──────── SOURCE DOCUMENT ────────

At a local scale, a wide array of
research has investigated 'coupled natural and human' systems, and a
comparatively new but burgeoning area of research is now specifically examining
Food+Energy+Water systems. Our ability to model and understand local responses to
this changing climatic context has increased substantially, and a large number
of models and simulations examine urban dynamics, landscape change processes,
and other human-driven systems in the face of a changing environment. A key
component has been the use of agent-based modeling, allowing a link between
changes in the natural environment and individual decisions. Alongside this
research, global-scale climate modeling at the macro scale has allowed us to
grow our understanding of the larger trajectory of the earth's physical systems
(e.g. atmospheric and oceanic physics) in long- and near-term time frames. The
domains of integrated assessment models (IAMs) and Representative Concentration
Pathways as standard approaches in long-term climate model are illustrative of
these efforts; these generally are forced to consider the human+climate interactions
unidirectionally, making assumptions about one side and following the
implications on the other.

────────

- _AIM 1_
In the climate modeling passage, what has the use of agent-based modeling allowed?

──────── EXERCISE MATERIAL ────────

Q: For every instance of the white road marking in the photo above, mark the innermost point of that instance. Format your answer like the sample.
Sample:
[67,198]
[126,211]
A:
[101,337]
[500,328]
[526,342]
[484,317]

────────

- _AIM 2_
Copy the listing above line for line, with no changes.

- _FULL ANSWER 1_
It has allowed a link between changes in the natural environment and individual decisions.

- _FULL ANSWER 2_
Q: For every instance of the white road marking in the photo above, mark the innermost point of that instance. Format your answer like the sample.
Sample:
[67,198]
[126,211]
A:
[101,337]
[500,328]
[526,342]
[484,317]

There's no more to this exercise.